Pull out every line of the records below that contains the word "white" and copy each such line in full. Case counts.

— start of Data for processing —

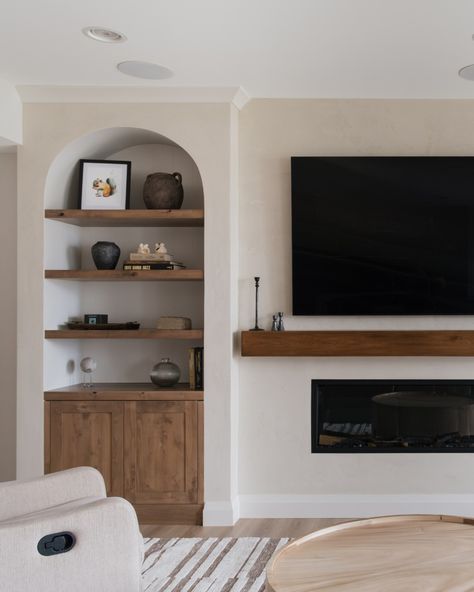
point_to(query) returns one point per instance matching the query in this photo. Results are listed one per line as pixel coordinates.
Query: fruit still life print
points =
(104, 184)
(104, 188)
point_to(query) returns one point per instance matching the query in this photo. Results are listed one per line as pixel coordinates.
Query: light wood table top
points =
(391, 554)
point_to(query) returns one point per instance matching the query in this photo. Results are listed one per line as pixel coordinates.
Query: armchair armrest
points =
(107, 556)
(25, 497)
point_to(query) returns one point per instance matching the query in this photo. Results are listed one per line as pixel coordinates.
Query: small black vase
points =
(105, 254)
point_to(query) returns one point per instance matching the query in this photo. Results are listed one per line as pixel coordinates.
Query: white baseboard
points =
(224, 513)
(353, 506)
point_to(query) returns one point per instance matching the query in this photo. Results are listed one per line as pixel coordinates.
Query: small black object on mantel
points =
(277, 324)
(256, 328)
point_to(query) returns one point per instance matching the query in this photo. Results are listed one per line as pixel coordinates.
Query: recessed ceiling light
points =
(144, 70)
(104, 35)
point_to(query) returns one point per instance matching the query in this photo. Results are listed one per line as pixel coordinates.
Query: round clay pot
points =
(163, 191)
(165, 373)
(105, 254)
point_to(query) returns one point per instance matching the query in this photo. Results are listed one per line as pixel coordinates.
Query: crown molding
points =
(132, 94)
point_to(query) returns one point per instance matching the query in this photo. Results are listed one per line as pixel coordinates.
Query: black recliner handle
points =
(56, 543)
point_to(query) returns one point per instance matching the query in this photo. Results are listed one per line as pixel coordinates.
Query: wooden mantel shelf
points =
(357, 343)
(127, 217)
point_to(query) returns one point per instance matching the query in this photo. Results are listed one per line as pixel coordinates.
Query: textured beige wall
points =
(275, 394)
(8, 307)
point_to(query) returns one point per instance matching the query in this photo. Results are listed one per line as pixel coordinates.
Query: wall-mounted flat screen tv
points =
(383, 235)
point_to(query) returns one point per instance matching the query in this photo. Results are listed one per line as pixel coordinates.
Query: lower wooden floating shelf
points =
(117, 275)
(357, 343)
(124, 391)
(190, 334)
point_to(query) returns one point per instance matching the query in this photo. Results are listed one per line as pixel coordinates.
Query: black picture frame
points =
(104, 184)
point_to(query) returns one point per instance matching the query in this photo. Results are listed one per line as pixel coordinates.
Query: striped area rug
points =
(207, 565)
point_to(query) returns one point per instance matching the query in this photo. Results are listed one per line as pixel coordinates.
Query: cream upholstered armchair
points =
(61, 532)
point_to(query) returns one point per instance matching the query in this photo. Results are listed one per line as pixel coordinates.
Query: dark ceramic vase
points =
(163, 191)
(165, 373)
(105, 254)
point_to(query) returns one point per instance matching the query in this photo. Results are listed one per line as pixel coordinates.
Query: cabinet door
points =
(89, 434)
(161, 452)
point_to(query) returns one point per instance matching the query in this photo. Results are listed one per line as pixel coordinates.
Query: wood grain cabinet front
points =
(150, 452)
(88, 434)
(161, 453)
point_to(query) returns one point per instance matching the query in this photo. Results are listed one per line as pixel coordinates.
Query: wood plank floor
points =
(262, 527)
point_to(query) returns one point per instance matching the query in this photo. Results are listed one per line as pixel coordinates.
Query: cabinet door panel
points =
(89, 434)
(161, 452)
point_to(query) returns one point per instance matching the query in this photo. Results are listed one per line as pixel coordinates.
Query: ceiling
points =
(271, 48)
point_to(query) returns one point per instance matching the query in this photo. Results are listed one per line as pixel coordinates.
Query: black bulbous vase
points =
(105, 254)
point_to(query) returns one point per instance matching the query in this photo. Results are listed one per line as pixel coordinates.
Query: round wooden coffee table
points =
(390, 554)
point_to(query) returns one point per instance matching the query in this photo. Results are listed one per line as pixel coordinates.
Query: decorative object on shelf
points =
(174, 323)
(143, 249)
(280, 325)
(88, 365)
(143, 253)
(166, 373)
(104, 184)
(103, 326)
(275, 323)
(105, 254)
(151, 265)
(256, 328)
(94, 319)
(163, 191)
(196, 367)
(143, 259)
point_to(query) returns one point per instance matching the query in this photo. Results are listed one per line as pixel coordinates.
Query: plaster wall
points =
(8, 307)
(275, 393)
(11, 110)
(205, 132)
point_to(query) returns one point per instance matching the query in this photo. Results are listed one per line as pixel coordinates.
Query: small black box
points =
(96, 319)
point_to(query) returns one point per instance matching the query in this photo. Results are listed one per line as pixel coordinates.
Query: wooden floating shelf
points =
(124, 391)
(128, 217)
(190, 334)
(116, 275)
(357, 343)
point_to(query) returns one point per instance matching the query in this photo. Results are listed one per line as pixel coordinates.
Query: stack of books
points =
(147, 265)
(139, 261)
(196, 367)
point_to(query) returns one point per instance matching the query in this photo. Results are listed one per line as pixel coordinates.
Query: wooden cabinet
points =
(88, 434)
(168, 471)
(148, 445)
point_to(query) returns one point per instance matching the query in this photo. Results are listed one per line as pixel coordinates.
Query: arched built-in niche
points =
(68, 247)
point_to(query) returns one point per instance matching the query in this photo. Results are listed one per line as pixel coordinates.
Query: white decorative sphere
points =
(88, 364)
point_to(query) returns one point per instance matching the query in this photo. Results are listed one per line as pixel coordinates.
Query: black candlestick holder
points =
(256, 328)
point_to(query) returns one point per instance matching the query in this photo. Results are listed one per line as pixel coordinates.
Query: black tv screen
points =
(383, 235)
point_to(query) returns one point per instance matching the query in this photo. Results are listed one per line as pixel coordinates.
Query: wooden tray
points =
(104, 326)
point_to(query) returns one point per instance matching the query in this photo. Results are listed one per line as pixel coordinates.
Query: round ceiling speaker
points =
(144, 70)
(104, 35)
(467, 72)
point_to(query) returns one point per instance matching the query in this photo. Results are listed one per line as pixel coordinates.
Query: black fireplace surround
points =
(371, 416)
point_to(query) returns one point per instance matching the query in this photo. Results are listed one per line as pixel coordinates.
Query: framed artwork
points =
(104, 184)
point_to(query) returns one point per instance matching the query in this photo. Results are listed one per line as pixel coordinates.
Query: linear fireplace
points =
(392, 416)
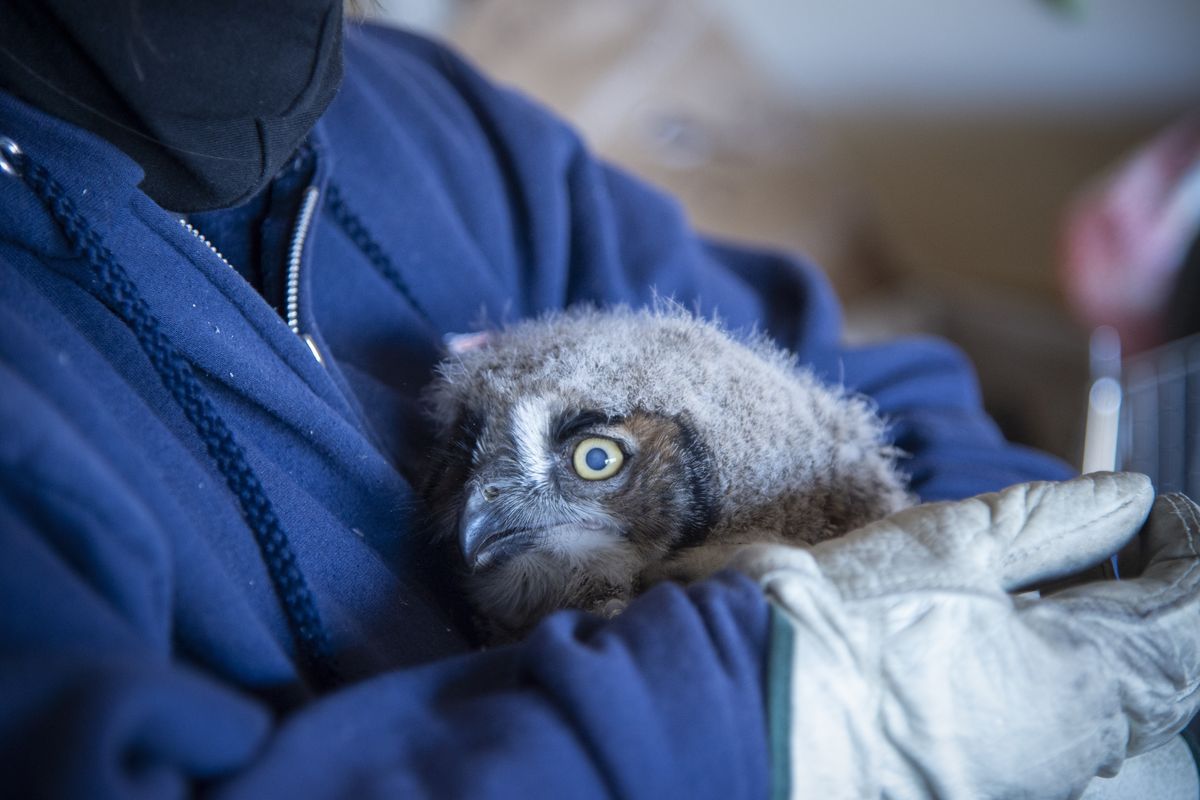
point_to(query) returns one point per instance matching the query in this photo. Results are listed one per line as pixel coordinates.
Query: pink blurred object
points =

— end of Data for processing —

* Final result *
Query: white baseboard
Query: white decorative sphere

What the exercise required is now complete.